SOURCE INFORMATION
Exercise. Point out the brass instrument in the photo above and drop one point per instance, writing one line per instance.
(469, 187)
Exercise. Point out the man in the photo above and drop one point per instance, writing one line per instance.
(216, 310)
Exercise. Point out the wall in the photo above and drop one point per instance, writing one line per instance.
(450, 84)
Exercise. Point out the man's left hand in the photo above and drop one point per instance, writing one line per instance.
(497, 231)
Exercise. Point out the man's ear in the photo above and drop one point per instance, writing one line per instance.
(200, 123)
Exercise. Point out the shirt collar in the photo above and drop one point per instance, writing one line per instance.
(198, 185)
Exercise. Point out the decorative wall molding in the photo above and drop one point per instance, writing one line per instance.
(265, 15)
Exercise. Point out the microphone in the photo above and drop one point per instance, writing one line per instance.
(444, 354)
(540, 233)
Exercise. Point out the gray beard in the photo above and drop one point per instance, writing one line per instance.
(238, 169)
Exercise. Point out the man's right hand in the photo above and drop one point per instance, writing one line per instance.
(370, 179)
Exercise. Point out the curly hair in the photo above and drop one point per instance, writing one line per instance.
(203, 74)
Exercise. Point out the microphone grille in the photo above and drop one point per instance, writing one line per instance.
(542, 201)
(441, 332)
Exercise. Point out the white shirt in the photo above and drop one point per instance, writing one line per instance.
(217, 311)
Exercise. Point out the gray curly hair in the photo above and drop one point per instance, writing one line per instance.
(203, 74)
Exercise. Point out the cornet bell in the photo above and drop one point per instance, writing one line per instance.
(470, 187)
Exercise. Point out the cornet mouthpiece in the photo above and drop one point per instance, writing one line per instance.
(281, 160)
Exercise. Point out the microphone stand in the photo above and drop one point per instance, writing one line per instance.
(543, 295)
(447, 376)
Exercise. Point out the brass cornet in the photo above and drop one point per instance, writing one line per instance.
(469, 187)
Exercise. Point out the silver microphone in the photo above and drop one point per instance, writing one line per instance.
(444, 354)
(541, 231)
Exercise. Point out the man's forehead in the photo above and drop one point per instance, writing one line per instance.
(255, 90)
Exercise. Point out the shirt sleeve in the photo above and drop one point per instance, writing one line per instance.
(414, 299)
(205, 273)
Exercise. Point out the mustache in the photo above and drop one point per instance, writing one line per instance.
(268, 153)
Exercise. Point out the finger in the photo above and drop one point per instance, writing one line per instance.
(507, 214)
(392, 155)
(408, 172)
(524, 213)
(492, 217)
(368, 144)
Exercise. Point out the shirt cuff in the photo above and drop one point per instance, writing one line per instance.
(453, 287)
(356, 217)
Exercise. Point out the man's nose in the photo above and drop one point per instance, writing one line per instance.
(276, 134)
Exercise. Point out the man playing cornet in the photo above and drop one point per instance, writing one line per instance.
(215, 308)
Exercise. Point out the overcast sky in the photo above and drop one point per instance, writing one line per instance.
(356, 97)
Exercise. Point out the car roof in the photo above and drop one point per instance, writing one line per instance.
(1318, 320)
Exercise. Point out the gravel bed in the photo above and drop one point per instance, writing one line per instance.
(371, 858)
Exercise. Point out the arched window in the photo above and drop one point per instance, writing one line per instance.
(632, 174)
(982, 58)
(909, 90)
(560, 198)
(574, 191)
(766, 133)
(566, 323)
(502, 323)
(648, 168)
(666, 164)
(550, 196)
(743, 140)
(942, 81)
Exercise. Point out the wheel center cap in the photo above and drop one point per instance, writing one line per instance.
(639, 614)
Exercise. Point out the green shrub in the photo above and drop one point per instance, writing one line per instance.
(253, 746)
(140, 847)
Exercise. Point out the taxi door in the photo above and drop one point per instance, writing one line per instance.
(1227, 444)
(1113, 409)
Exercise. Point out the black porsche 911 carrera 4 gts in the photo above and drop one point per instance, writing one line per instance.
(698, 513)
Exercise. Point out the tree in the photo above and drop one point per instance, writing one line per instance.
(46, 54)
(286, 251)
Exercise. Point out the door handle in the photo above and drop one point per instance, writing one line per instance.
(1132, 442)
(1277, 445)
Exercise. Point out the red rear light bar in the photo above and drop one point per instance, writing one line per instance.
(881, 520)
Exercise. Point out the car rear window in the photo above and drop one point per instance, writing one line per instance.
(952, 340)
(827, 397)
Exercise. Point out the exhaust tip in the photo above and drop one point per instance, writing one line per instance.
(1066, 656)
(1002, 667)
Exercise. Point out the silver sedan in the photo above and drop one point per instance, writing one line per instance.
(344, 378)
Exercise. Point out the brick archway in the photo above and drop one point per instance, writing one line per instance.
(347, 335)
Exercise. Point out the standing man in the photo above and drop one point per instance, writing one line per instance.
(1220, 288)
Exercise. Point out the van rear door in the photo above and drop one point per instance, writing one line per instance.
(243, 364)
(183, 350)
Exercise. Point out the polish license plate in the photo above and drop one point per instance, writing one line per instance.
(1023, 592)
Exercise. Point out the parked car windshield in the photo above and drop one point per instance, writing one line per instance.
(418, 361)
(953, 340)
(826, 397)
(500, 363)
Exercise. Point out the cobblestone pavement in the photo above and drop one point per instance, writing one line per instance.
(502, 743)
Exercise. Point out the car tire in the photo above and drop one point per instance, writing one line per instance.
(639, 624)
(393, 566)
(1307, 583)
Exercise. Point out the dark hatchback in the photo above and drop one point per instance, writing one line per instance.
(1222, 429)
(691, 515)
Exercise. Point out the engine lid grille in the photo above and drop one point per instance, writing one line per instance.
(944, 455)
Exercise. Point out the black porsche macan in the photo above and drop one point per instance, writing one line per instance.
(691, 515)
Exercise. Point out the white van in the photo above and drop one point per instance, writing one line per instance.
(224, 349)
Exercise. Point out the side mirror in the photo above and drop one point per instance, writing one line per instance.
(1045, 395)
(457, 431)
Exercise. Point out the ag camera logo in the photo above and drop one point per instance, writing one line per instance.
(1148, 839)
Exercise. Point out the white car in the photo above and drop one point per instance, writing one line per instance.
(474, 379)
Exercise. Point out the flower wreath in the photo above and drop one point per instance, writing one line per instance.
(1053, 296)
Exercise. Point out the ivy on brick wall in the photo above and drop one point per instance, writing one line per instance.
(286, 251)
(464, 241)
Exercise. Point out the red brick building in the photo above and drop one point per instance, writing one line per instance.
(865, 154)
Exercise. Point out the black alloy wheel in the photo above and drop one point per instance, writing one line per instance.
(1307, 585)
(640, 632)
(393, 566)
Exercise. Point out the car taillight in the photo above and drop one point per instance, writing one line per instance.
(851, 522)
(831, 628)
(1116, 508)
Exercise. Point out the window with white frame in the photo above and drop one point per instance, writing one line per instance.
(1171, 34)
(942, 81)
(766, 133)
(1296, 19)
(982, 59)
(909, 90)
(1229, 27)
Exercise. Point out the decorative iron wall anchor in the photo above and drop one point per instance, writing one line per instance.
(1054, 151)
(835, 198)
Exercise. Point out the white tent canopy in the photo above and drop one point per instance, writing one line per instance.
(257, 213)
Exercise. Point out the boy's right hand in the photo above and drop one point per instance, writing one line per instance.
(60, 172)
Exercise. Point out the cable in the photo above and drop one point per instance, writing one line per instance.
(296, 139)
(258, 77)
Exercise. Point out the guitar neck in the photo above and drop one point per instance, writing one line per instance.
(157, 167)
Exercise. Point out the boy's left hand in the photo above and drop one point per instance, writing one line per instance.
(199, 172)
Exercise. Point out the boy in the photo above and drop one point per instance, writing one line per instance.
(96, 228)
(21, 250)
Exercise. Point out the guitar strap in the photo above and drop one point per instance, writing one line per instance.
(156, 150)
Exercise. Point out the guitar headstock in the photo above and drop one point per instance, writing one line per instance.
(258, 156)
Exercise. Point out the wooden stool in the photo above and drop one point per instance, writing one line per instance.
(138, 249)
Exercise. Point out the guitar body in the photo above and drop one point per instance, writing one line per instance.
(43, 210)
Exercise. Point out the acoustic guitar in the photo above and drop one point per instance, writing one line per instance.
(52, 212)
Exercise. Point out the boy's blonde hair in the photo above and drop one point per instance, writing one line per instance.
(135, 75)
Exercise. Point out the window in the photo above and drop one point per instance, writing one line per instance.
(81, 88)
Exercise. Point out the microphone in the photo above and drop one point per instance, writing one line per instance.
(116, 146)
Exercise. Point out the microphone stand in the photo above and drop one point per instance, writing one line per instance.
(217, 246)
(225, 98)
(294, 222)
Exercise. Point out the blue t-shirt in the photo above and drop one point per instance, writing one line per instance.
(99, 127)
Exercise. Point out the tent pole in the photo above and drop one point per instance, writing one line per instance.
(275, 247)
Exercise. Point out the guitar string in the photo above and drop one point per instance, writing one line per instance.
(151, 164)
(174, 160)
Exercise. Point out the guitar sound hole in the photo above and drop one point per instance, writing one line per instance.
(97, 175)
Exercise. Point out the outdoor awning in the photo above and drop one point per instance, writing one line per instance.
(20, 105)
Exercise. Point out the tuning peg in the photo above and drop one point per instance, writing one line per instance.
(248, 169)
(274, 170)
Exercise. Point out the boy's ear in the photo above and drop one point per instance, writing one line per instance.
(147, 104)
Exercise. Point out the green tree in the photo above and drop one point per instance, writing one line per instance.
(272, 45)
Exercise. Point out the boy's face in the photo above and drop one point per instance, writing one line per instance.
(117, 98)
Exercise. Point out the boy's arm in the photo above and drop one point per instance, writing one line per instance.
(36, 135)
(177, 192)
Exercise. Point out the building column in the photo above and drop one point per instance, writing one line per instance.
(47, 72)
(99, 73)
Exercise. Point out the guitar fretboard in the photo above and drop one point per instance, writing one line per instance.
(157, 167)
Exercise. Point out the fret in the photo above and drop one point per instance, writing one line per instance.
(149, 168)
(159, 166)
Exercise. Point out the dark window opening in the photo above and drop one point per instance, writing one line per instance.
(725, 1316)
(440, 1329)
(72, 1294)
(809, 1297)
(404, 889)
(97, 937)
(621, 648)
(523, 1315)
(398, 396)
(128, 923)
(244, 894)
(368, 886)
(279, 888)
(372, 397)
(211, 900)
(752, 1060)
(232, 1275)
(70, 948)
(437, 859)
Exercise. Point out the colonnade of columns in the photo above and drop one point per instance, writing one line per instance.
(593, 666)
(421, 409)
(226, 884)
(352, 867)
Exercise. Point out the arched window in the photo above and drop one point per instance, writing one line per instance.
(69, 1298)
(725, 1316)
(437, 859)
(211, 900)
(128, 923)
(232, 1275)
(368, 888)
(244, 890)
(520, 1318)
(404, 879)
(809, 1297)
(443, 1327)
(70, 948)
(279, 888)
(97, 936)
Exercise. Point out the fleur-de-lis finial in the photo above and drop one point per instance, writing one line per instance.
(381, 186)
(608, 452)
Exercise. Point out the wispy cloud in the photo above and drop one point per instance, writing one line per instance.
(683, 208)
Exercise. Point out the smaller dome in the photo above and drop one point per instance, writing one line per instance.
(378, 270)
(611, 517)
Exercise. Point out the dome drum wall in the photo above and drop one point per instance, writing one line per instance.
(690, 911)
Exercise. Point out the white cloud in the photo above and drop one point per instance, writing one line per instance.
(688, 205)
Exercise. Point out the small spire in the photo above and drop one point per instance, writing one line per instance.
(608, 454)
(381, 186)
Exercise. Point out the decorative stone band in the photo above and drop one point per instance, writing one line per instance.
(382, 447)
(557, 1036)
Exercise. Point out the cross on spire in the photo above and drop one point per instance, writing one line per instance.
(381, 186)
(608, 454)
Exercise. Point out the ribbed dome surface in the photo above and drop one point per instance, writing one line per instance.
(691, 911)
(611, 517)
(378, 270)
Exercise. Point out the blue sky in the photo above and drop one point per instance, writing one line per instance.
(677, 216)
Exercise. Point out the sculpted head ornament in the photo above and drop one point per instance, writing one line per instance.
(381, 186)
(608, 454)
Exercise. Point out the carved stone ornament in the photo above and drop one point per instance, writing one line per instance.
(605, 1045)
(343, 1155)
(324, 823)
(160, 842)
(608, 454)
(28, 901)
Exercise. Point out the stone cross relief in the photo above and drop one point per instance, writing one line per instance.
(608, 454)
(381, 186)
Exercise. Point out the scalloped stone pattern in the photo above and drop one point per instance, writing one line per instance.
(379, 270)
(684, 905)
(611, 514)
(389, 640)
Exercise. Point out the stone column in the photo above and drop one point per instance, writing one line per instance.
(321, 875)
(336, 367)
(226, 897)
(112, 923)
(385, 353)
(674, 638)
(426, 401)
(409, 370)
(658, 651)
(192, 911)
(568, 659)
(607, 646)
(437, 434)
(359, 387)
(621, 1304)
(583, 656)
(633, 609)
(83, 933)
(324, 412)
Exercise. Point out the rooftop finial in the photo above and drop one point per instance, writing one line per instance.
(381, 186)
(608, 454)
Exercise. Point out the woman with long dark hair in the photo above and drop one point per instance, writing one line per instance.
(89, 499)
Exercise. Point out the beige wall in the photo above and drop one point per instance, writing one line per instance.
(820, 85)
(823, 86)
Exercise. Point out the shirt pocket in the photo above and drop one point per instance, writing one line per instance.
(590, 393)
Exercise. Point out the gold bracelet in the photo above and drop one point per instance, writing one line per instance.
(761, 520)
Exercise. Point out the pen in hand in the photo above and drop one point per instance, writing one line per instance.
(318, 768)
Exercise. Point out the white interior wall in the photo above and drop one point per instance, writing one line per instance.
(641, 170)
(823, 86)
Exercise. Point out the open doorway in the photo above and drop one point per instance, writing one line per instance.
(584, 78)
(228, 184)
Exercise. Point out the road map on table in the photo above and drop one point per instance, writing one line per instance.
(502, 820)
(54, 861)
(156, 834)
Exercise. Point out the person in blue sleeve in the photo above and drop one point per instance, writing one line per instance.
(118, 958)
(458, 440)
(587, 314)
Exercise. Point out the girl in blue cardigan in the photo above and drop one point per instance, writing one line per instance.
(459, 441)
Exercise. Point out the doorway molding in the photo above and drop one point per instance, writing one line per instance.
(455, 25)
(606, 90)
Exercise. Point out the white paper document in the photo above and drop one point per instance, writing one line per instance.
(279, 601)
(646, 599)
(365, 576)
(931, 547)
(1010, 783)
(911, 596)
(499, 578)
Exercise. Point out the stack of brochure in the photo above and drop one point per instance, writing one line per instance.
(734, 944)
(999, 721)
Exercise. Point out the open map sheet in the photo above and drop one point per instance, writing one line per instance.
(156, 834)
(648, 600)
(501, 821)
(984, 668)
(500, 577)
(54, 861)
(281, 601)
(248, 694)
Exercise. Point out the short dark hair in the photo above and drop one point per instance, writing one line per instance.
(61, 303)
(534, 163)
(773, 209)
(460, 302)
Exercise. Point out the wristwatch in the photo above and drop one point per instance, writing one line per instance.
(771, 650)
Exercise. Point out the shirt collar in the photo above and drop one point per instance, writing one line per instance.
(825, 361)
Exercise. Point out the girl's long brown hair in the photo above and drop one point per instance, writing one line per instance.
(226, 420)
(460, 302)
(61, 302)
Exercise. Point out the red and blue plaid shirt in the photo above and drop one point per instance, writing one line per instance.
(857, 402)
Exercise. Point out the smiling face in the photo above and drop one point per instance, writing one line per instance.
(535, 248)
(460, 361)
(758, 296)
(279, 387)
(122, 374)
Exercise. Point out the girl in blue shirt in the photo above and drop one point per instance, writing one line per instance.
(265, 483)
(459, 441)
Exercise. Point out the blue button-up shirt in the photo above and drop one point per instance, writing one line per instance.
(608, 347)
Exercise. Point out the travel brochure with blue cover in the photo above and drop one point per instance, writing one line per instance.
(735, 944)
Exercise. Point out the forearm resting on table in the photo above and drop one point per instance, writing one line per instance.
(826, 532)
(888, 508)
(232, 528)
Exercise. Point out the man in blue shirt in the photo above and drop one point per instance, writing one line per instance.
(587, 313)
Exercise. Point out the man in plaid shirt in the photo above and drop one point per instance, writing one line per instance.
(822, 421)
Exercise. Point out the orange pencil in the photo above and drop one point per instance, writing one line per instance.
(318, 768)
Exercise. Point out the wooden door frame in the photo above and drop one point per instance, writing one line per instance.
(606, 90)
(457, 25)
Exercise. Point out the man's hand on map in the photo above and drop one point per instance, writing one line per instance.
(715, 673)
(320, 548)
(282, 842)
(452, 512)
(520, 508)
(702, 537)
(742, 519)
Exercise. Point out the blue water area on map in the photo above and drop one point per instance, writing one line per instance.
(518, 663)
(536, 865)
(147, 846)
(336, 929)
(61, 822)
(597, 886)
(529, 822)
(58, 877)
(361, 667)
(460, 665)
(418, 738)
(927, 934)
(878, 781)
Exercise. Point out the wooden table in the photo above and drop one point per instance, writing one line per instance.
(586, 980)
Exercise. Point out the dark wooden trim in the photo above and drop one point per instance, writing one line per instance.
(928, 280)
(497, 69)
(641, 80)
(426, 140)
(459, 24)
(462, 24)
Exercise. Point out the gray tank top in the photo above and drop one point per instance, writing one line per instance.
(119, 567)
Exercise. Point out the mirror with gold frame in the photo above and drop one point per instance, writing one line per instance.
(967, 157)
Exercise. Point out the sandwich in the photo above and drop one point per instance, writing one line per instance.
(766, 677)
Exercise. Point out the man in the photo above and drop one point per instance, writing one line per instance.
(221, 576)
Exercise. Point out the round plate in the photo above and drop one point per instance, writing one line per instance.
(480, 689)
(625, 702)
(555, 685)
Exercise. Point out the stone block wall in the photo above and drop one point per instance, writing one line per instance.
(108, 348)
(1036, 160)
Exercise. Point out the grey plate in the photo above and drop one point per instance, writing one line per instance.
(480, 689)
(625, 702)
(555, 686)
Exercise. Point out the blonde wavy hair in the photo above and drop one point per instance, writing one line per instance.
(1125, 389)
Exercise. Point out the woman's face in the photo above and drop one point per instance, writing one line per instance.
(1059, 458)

ASSIGNMENT
From the line containing "Exercise. Point out the blue water" to the last line above, repeat every line exactly and nothing else.

ANSWER FOR THE TASK
Exercise. Point out the blue water area on map in the photo above and drop one point per instance, writing one line per instance.
(518, 663)
(536, 865)
(147, 846)
(336, 929)
(61, 822)
(597, 886)
(529, 822)
(58, 877)
(361, 667)
(460, 665)
(418, 738)
(927, 934)
(878, 781)
Exercise. Point out the wooden table in the photo above and drop one point per instance, writing one line per instance.
(586, 980)
Exercise. Point out the dark wooden trim in the photo above and drop one point per instance, writing one line per instance.
(928, 280)
(497, 69)
(641, 80)
(426, 140)
(459, 24)
(462, 24)
Exercise. Point out the gray tank top in the photo above and drop one point per instance, writing one line per instance.
(119, 567)
Exercise. Point out the mirror with gold frame in the photo above and drop one point per instance, writing one line per instance.
(967, 157)
Exercise. Point out the sandwich in the photo above and drop one point per instance, writing one line per instance.
(766, 677)
Exercise. Point out the man in the photo above and drop one point per instance, writing one line per instance.
(221, 576)
Exercise. Point out the round plate in the photo above and drop one point per instance, writing one line per instance.
(480, 689)
(625, 702)
(555, 685)
Exercise. Point out the stone block wall in the photo above and drop one point per instance, writing one line per instance.
(108, 348)
(1036, 160)
Exercise. Point out the grey plate in the photo above and drop one point per instance, writing one line per instance.
(480, 689)
(625, 702)
(555, 686)
Exercise. Point out the blonde wavy hair in the photo above and drop one point per instance, writing one line per instance.
(1125, 389)
Exercise. Point out the woman's face in the photo above and drop one point per instance, writing one line per instance.
(1059, 458)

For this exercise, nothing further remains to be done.